**TEXT UNDER STUDY:**
Dickinson W. Richards | |
Birth Name: | Dickinson Woodruff Richards Jr. |
Birth Place: | Orange, New Jersey |
Death Place: | Lakeville, Connecticut |
Nationality: | American |
Field: | medicine physiology |
Work Institutions: | Columbia University Bellevue Hospital Presbyterian Hospital |
Alma Mater: | Yale University Columbia University College of Physicians and Surgeons |
Known For: | cardiac catheterization |
Prizes: | Nobel Prize in Physiology or Medicine in 1956 |
Dickinson Woodruff Richards Jr. (October 30, 1895 – February 23, 1973) was an American physician and physiologist. He was a co-recipient of the Nobel Prize in Physiology or Medicine in 1956 with André Cournand and Werner Forssmann for the development of cardiac catheterization and the characterisation of a number of cardiac diseases.
Richards was born in Orange, New Jersey. He was educated at the Hotchkiss School in Connecticut, and entered Yale University in 1913. At Yale he studied English and Greek, graduating in 1917 as a member of the senior society Scroll and Key.

**REQUIRED TASKS:**
a – Can you rewrite the profile of Dickinson W. Richards, starting at "Richards was born" and ending at "Scroll and Key.", with "English and Greek" replaced by "Latin and Greek"?
b – Does the profile of Dickinson W. Richards agree with each statement below? (i) Richards entered Yale University in 1913. (ii) Richards shared the 1956 Nobel Prize with André Cournand alone. (iii) Richards died in Orange, New Jersey.

**DATA EXTRACT:**
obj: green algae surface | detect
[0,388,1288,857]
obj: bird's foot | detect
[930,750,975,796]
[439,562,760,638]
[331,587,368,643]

**TASK-BY-TASK SOLUTIONS:**
a –
Richards was born in Orange, New Jersey. He was educated at the Hotchkiss School in Connecticut, and entered Yale University in 1913. At Yale he studied Latin and Greek, graduating in 1917 as a member of the senior society Scroll and Key.

b –
(i) Yes: "entered Yale University in 1913."
(ii) No: "with André Cournand and Werner Forssmann."
(iii) No: "Death Place: | Lakeville, Connecticut."